Textauszug
Woche der Wahrheit für de Maizière

Berlin · Für Verteidigungsminister de Maizière ist es die schwerste Woche seiner Amtszeit. Am Mittwoch muss er erklären, wie es zum „Euro Hawk“-Debakel kommen konnte. Und er wird Konsequenzen ziehen. Welche, ist noch offen.

Eigentlich wollte Verteidigungsminister Thomas de Maizière an diesem Wochenende zu einer Sicherheitskonferenz nach Singapur reisen. Das Debakel um die Riesendrohne "Euro Hawk" hat die Planung des CDU-Politikers über den Haufen geworfen. Statt sich um die großen sicherheitspolitischen Zusammenhänge zu kümmern, muss er sich weiter in die Details eines gescheiterten Rüstungsprojekts vertiefen. De Maizière steht dabei gar die schwerste Woche seit seinem Wechsel aus der sächsischen Landespolitik in die Bundesregierung vor acht Jahren bevor. Am Mittwoch muss er den Bundestagsausschüssen für Verteidigung und Haushalt eine Liste von Fragen beantworten, die in den vergangenen drei Wochen immer länger geworden ist.

Übungsteile
(a) Übertrage den Satz „Am Mittwoch muss er erklären, wie es zum „Euro Hawk“-Debakel kommen konnte.“ aus dem Textauszug über de Maizière ins Englische.
(b) Wohin wollte de Maizière laut dem Textauszug an diesem Wochenende eigentlich reisen?
(c) Setze bitte den Artikel über das „Euro Hawk“-Debakel im Anschluss an seinen letzten Satz fort.
Die Einträge spielen hierbei keine Rolle.

Bereitgestellte Angaben
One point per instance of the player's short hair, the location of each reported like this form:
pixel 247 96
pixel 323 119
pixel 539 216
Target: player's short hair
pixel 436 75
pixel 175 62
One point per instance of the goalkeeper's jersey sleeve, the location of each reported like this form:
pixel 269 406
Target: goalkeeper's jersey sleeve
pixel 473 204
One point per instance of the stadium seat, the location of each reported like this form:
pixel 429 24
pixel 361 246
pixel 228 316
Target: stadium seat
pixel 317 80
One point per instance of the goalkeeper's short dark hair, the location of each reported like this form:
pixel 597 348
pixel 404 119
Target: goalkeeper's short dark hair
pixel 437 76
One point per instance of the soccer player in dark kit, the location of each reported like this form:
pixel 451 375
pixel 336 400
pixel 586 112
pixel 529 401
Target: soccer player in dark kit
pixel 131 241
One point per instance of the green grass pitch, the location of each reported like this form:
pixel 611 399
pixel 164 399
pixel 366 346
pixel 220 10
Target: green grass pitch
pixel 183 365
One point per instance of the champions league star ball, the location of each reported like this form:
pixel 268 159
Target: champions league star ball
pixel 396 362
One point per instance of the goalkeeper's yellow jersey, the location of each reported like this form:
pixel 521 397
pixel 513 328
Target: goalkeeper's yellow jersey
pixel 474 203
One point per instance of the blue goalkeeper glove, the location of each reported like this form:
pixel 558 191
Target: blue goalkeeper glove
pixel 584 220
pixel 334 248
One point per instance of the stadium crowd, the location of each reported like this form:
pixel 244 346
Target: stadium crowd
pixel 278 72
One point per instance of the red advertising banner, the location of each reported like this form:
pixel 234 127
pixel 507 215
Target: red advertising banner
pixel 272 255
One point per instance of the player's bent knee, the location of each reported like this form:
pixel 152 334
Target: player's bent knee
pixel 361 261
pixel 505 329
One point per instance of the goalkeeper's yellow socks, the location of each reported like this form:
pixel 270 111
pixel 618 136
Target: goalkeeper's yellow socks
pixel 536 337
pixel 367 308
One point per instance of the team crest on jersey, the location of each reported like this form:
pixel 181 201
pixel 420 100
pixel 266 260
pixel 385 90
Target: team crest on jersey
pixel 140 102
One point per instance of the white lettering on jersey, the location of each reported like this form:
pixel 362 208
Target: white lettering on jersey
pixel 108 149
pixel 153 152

...

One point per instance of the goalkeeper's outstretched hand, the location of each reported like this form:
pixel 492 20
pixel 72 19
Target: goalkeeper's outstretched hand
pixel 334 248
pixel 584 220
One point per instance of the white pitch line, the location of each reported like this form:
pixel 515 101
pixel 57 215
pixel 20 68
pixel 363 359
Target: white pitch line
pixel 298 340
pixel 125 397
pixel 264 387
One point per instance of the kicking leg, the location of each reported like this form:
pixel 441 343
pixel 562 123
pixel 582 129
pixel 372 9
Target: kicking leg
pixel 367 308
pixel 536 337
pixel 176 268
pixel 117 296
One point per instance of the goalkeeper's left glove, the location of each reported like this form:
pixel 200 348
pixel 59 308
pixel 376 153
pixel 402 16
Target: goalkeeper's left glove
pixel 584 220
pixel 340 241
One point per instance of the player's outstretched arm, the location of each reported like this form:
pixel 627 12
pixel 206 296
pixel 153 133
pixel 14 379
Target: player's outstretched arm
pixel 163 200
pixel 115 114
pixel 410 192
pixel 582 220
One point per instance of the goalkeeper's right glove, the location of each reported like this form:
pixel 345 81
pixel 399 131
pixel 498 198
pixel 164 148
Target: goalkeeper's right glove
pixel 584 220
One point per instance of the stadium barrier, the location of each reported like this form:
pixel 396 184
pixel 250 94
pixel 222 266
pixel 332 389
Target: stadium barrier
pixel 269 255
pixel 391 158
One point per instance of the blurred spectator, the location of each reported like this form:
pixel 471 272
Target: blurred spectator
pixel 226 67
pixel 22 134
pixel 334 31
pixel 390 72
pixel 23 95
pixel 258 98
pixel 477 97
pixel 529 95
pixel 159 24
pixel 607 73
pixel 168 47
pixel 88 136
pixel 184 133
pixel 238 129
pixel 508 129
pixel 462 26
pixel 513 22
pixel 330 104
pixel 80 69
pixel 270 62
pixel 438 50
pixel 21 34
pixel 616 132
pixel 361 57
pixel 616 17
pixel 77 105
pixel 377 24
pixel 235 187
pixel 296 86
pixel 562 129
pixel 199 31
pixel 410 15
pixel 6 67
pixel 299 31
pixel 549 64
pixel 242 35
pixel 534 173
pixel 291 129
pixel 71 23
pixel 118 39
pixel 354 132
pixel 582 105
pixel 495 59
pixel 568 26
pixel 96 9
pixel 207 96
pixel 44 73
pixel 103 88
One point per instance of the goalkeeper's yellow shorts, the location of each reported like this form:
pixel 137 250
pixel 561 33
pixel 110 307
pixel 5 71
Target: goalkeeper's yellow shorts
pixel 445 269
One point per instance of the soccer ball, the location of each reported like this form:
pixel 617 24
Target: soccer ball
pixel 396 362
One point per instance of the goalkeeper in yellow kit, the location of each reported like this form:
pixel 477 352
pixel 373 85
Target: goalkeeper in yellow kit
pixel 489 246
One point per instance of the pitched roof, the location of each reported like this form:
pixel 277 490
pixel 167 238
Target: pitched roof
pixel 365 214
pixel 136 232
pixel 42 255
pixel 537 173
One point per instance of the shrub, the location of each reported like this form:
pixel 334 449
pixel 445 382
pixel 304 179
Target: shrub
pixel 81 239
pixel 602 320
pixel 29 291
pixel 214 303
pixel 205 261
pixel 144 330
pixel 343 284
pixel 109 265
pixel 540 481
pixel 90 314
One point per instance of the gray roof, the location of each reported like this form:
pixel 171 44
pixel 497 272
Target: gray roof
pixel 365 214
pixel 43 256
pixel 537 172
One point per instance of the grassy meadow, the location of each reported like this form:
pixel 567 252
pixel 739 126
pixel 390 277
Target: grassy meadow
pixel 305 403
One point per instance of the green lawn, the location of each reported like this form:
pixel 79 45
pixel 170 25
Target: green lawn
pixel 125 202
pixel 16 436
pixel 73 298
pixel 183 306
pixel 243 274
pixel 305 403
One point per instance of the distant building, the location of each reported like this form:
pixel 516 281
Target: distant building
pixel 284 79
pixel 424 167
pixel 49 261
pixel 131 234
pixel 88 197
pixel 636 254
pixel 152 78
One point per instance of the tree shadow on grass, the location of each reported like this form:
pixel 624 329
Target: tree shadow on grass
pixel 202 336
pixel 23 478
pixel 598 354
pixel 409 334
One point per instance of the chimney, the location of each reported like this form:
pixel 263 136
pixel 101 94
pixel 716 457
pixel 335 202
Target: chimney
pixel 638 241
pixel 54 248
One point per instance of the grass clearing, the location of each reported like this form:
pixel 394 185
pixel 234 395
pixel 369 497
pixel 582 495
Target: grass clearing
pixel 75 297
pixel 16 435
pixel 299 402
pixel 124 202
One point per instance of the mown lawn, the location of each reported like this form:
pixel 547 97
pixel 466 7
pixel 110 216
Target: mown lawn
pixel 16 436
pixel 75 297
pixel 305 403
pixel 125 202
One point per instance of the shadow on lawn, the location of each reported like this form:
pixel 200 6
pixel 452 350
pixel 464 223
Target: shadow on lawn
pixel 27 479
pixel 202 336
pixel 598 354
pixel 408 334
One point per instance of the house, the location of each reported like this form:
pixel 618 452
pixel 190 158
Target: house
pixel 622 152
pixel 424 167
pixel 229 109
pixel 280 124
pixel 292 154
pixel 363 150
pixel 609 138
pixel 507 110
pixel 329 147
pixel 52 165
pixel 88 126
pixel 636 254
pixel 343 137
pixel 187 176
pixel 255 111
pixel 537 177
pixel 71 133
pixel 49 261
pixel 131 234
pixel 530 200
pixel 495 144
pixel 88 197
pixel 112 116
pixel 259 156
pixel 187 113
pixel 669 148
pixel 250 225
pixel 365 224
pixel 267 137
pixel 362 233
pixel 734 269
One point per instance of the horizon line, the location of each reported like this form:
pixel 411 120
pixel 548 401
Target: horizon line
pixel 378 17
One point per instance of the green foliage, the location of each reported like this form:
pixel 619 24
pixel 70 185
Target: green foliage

Geordnete Ergebnisse
(a) On Wednesday he has to explain how the "Euro Hawk" debacle could have come about.

(b) Zu einer Sicherheitskonferenz nach Singapur.

(c)
Warum wurde das milliardenschwere Rüstungsprojekt erst jetzt gestoppt, obwohl die Probleme bei der Zulassung des unbemannten Flugzeugs für den europäischen Luftraum spätestens im Dezember 2011 bekannt waren? Wieviele hundert Millionen Euro Steuergeld wurden tatsächlich in den Sand gesetzt? Und was wird aus dem Nato-Projekt "Global Hawk", für das sich die selben Probleme wie bei der Schwester-Drohne "Euro Hawk" anbahnen?

Erst in den letzten Tagen ist noch eine weitere Frage hinzukommen, die die bisherige Diskussion auf den Kopf stellen könnte. Wäre der "Euro Hawk" vielleicht doch noch zu retten gewesen? Hat de Maizière das Projekt also nicht zu spät, sondern vielleicht doch zu früh gestoppt? Diese Auffassung vertritt die Rüstungsindustrie. Die Zertifikate für eine Zulassung wären schon für 200 Millionen Euro zu haben gewesen, heißt es. Das Verteidigungsministerium spricht von 500 bis 600 Millionen Euro.

Und auch der Darstellung, die Drohne sei nur unzureichend vor Zusammenstößen mit anderen Fliegern geschützt, widersprechen der europäische Rüstungskonzern EADS und der amerikanische Partner Northrop Grumman gemeinsam. "Das ganze Euro-Hawk-System, einschließlich des Steuersystems und der Sensorik, hat einwandfrei und sicher über die gesamte Testphase hinweg funktioniert", erklärten sie jüngst.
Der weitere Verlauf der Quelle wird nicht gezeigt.